Problem description> Convert the lines below into a JSON list of strings with one string per line, skipping blank lines. Leave the pictures out of the answer.

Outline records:
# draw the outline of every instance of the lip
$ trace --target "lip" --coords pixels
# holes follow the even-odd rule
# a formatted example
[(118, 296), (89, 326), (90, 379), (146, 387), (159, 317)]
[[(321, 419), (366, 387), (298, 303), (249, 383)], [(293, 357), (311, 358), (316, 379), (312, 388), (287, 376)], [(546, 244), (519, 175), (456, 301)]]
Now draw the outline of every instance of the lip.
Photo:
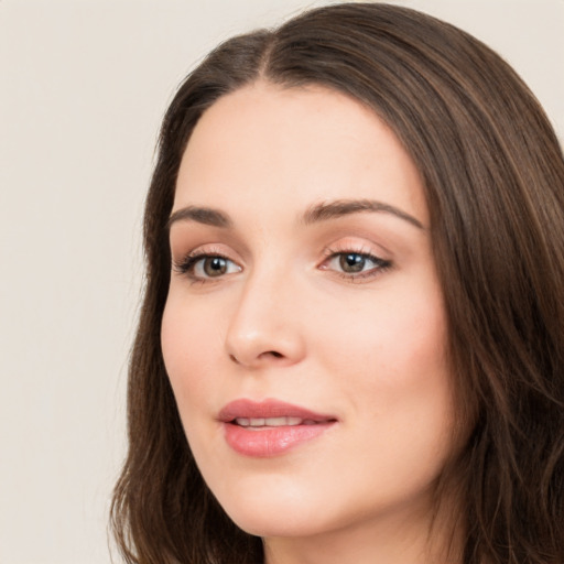
[[(300, 417), (307, 424), (245, 427), (236, 419)], [(300, 405), (280, 400), (256, 402), (236, 400), (225, 405), (218, 414), (227, 444), (238, 454), (251, 457), (282, 455), (323, 435), (337, 419), (334, 415), (316, 413)]]

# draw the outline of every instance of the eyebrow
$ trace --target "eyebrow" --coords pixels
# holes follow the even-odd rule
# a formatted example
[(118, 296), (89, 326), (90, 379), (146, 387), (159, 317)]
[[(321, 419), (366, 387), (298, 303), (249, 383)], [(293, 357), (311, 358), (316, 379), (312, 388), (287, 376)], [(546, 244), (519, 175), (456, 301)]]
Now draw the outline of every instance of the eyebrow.
[(219, 212), (219, 209), (210, 207), (187, 206), (177, 209), (169, 218), (166, 228), (170, 229), (175, 221), (197, 221), (198, 224), (210, 225), (213, 227), (232, 227), (232, 221), (229, 216)]
[(378, 202), (376, 199), (337, 199), (335, 202), (317, 204), (307, 209), (304, 214), (303, 221), (306, 225), (310, 225), (362, 212), (391, 214), (417, 227), (419, 229), (424, 229), (423, 224), (415, 217), (406, 214), (395, 206), (391, 206), (390, 204), (384, 204), (383, 202)]
[[(302, 221), (305, 225), (311, 225), (362, 212), (391, 214), (419, 229), (424, 229), (423, 224), (415, 217), (395, 206), (375, 199), (337, 199), (335, 202), (316, 204), (305, 212)], [(197, 221), (198, 224), (221, 227), (224, 229), (228, 229), (234, 225), (230, 217), (224, 212), (199, 206), (186, 206), (174, 212), (166, 223), (167, 229), (176, 221)]]

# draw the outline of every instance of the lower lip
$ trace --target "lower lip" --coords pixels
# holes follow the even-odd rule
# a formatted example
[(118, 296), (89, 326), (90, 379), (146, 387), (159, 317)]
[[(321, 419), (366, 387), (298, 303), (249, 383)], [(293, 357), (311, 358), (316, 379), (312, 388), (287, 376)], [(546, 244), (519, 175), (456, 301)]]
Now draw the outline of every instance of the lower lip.
[(334, 422), (315, 423), (314, 425), (284, 425), (280, 427), (242, 427), (234, 423), (225, 423), (227, 444), (245, 456), (276, 456), (296, 446), (317, 438)]

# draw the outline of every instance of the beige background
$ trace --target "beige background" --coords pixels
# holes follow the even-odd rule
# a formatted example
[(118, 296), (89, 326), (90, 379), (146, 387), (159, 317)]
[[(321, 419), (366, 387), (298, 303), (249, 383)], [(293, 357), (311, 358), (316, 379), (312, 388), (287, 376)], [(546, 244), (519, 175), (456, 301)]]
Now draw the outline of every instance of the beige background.
[[(0, 563), (109, 562), (159, 121), (219, 40), (304, 0), (0, 0)], [(564, 135), (564, 0), (400, 2), (498, 50)]]

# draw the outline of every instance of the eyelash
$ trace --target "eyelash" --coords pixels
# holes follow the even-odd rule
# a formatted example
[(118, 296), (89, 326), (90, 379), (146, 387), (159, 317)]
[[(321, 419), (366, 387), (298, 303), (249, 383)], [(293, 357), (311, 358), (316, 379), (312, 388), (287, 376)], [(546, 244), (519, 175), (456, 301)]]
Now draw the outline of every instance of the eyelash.
[[(330, 249), (327, 248), (324, 251), (325, 258), (321, 265), (318, 267), (321, 270), (329, 270), (328, 264), (330, 261), (346, 257), (346, 256), (356, 256), (359, 257), (360, 260), (367, 262), (372, 262), (375, 267), (369, 269), (368, 271), (364, 272), (357, 272), (357, 273), (347, 273), (343, 271), (338, 271), (336, 269), (330, 269), (334, 274), (349, 281), (349, 282), (356, 282), (356, 281), (362, 281), (368, 278), (375, 278), (382, 272), (386, 272), (392, 267), (392, 262), (386, 259), (381, 259), (380, 257), (377, 257), (370, 252), (366, 252), (362, 250), (356, 250), (356, 249)], [(207, 283), (207, 282), (214, 282), (215, 276), (200, 276), (196, 275), (194, 273), (194, 269), (200, 261), (205, 261), (206, 259), (213, 259), (218, 258), (225, 260), (227, 263), (237, 264), (235, 261), (226, 257), (225, 254), (220, 252), (214, 252), (214, 251), (206, 251), (206, 252), (191, 252), (184, 257), (184, 259), (181, 262), (174, 262), (173, 268), (176, 272), (180, 274), (184, 274), (189, 278), (189, 280), (194, 283)], [(237, 268), (240, 270), (240, 267), (237, 265)], [(220, 274), (217, 276), (217, 279), (224, 278), (226, 274)]]
[[(188, 276), (193, 282), (212, 282), (214, 281), (214, 276), (198, 276), (194, 273), (194, 269), (196, 268), (197, 263), (200, 261), (205, 261), (206, 259), (213, 259), (218, 258), (223, 259), (228, 263), (236, 264), (231, 259), (227, 258), (225, 254), (220, 252), (214, 252), (214, 251), (206, 251), (206, 252), (191, 252), (184, 257), (184, 259), (181, 262), (174, 262), (173, 268), (176, 272), (180, 274), (184, 274)], [(240, 269), (240, 267), (238, 267)], [(223, 278), (223, 275), (217, 276)]]
[(327, 248), (325, 250), (325, 256), (326, 256), (326, 258), (319, 267), (322, 270), (328, 270), (328, 264), (330, 261), (338, 259), (338, 258), (346, 257), (346, 256), (356, 256), (356, 257), (359, 257), (360, 260), (362, 260), (365, 262), (370, 261), (375, 264), (375, 267), (372, 267), (368, 271), (361, 271), (361, 272), (357, 272), (357, 273), (347, 273), (347, 272), (343, 272), (343, 271), (339, 271), (336, 269), (332, 269), (336, 275), (347, 280), (348, 282), (361, 282), (362, 280), (375, 278), (375, 276), (381, 274), (382, 272), (386, 272), (387, 270), (389, 270), (392, 267), (391, 261), (381, 259), (380, 257), (377, 257), (376, 254), (372, 254), (371, 252), (367, 252), (365, 250), (359, 250), (359, 249), (330, 249), (330, 248)]

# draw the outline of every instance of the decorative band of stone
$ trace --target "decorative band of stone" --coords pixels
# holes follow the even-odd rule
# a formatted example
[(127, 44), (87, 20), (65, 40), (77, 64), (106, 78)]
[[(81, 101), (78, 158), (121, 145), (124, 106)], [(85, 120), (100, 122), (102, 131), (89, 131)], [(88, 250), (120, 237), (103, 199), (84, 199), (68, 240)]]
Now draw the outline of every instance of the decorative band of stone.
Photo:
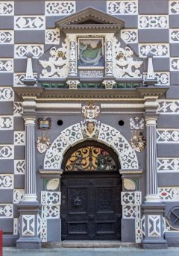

Output for this task>
[
  "# draw the outline of every instance of the lip",
  "$ trace --target \"lip\" --coords pixels",
  "# holes follow the even-odd rule",
  "# a formatted example",
  "[(118, 296), (89, 326), (90, 379), (146, 387), (159, 317)]",
  "[[(321, 419), (366, 387), (298, 303), (249, 383)], [(293, 357), (311, 358), (316, 379), (312, 388), (287, 376)], [(546, 244), (519, 175), (456, 301)]]",
  "Now draw the outline of every instance of the lip.",
  "Photo:",
  "[[(300, 417), (307, 424), (245, 427), (236, 419)], [(300, 405), (280, 400), (256, 402), (236, 400), (225, 405), (218, 414), (227, 444), (238, 454), (251, 457), (282, 455), (323, 435), (337, 419), (334, 415), (316, 413)]]",
  "# draw the outline of every instance of the eyebrow",
  "$ trace --target \"eyebrow\" --coords pixels",
  "# holes follow the even-odd rule",
  "# a formatted example",
  "[(118, 296), (89, 326), (90, 379), (146, 387), (159, 317)]",
  "[[(321, 419), (366, 387), (298, 303), (249, 383)], [(293, 357), (311, 358), (316, 379), (312, 388), (287, 376)], [(546, 244), (519, 175), (456, 301)]]",
  "Now draw the outline of every instance of the eyebrow.",
  "[(219, 212), (219, 209), (210, 207), (187, 206), (177, 209), (169, 218), (166, 228), (170, 229), (175, 221), (197, 221), (198, 224), (210, 225), (213, 227), (232, 227), (232, 221), (229, 216)]",
  "[(378, 202), (376, 199), (337, 199), (335, 202), (317, 204), (307, 209), (304, 214), (303, 221), (306, 225), (310, 225), (362, 212), (391, 214), (417, 227), (419, 229), (424, 229), (423, 224), (415, 217), (406, 214), (395, 206), (391, 206), (390, 204), (384, 204), (383, 202)]",
  "[[(302, 221), (305, 225), (311, 225), (362, 212), (391, 214), (419, 229), (424, 229), (423, 224), (415, 217), (395, 206), (375, 199), (337, 199), (335, 202), (316, 204), (305, 212)], [(197, 221), (198, 224), (221, 227), (224, 229), (228, 229), (234, 225), (230, 217), (224, 212), (199, 206), (186, 206), (174, 212), (166, 223), (167, 229), (176, 221)]]",
  "# draw the outline of every instance of the lower lip",
  "$ trace --target \"lower lip\" --coords pixels",
  "# holes follow the even-odd rule",
  "# a formatted example",
  "[(118, 296), (89, 326), (90, 379), (146, 387), (159, 317)]",
  "[[(321, 419), (366, 387), (298, 303), (249, 383)], [(293, 357), (311, 358), (316, 379), (312, 388), (287, 376)], [(546, 244), (519, 175), (456, 301)]]",
  "Now draw the outline of every instance of the lower lip.",
  "[(334, 422), (315, 423), (314, 425), (284, 425), (280, 427), (242, 427), (234, 423), (225, 423), (227, 444), (245, 456), (276, 456), (296, 446), (317, 438)]",
  "# draw the outline of every instance of the beige background",
  "$ trace --target \"beige background\" --coords pixels",
  "# holes follow the even-odd rule",
  "# a formatted example",
  "[(118, 296), (89, 326), (90, 379), (146, 387), (159, 317)]",
  "[[(321, 419), (366, 387), (298, 303), (249, 383)], [(293, 357), (311, 358), (316, 379), (312, 388), (287, 376)], [(546, 244), (519, 175), (456, 301)]]",
  "Now draw the outline of every instance of the beige background.",
  "[[(0, 563), (109, 562), (159, 121), (219, 40), (304, 0), (0, 0)], [(564, 135), (564, 0), (400, 2), (498, 50)]]",
  "# draw the outline of every instance of the eyelash",
  "$ trace --target \"eyelash\" --coords pixels",
  "# holes follow the even-odd rule",
  "# a formatted example",
  "[(118, 296), (89, 326), (90, 379), (146, 387), (159, 317)]",
  "[[(321, 419), (366, 387), (298, 303), (249, 383)], [(293, 357), (311, 358), (316, 379), (312, 388), (287, 376)], [(546, 244), (519, 175), (456, 301)]]",
  "Now draw the outline of every instance of the eyelash.",
  "[[(330, 249), (327, 248), (324, 251), (325, 258), (321, 265), (318, 267), (321, 270), (329, 270), (328, 264), (330, 261), (346, 257), (346, 256), (356, 256), (359, 257), (360, 260), (367, 262), (372, 262), (375, 267), (369, 269), (368, 271), (364, 272), (357, 272), (357, 273), (347, 273), (343, 271), (338, 271), (336, 269), (330, 269), (334, 274), (349, 281), (349, 282), (356, 282), (356, 281), (362, 281), (368, 278), (375, 278), (382, 272), (386, 272), (392, 267), (392, 262), (386, 259), (381, 259), (380, 257), (377, 257), (370, 252), (366, 252), (362, 250), (356, 250), (356, 249)], [(207, 283), (207, 282), (214, 282), (215, 276), (200, 276), (196, 275), (194, 273), (194, 269), (200, 261), (205, 261), (206, 259), (213, 259), (218, 258), (225, 260), (227, 263), (237, 264), (235, 261), (226, 257), (225, 254), (220, 252), (214, 252), (214, 251), (206, 251), (206, 252), (191, 252), (184, 257), (184, 259), (181, 262), (174, 262), (173, 268), (176, 272), (180, 274), (184, 274), (189, 278), (189, 280), (194, 283)], [(237, 268), (240, 270), (240, 267), (237, 265)], [(220, 274), (217, 276), (217, 279), (224, 278), (226, 274)]]",
  "[[(188, 276), (193, 282), (212, 282), (214, 281), (214, 276), (198, 276), (194, 273), (194, 269), (196, 268), (197, 263), (200, 261), (205, 261), (206, 259), (213, 259), (218, 258), (223, 259), (228, 263), (236, 264), (231, 259), (227, 258), (225, 254), (220, 252), (214, 252), (214, 251), (206, 251), (206, 252), (191, 252), (184, 257), (184, 259), (181, 262), (174, 262), (173, 268), (176, 272), (180, 274), (184, 274)], [(240, 269), (240, 267), (238, 267)], [(223, 278), (223, 275), (217, 276)]]",
  "[(327, 248), (325, 250), (325, 256), (326, 256), (326, 258), (319, 267), (322, 270), (328, 270), (328, 264), (330, 261), (338, 259), (338, 258), (346, 257), (346, 256), (356, 256), (356, 257), (359, 257), (360, 260), (362, 260), (365, 262), (370, 261), (375, 264), (375, 267), (372, 267), (368, 271), (361, 271), (361, 272), (357, 272), (357, 273), (347, 273), (347, 272), (343, 272), (343, 271), (339, 271), (336, 269), (332, 269), (336, 275), (347, 280), (348, 282), (361, 282), (362, 280), (375, 278), (375, 276), (381, 274), (382, 272), (386, 272), (387, 270), (389, 270), (392, 267), (391, 261), (381, 259), (380, 257), (377, 257), (376, 254), (372, 254), (371, 252), (367, 252), (365, 250), (359, 250), (359, 249), (330, 249), (330, 248)]",
  "# draw the outline of every instance of the decorative band of stone",
  "$ trace --target \"decorative band of stone\" --coords pixels",
  "# holes follow the even-odd rule",
  "# a formatted example",
  "[(127, 44), (87, 20), (65, 40), (77, 64), (106, 78)]",
  "[[(81, 101), (78, 158), (121, 145), (124, 106)], [(85, 120), (100, 122), (102, 131), (89, 131)], [(88, 250), (120, 237), (103, 199), (84, 199), (68, 240)]]",
  "Now draw the outline of every instance of the decorative band of stone.",
  "Photo:"
]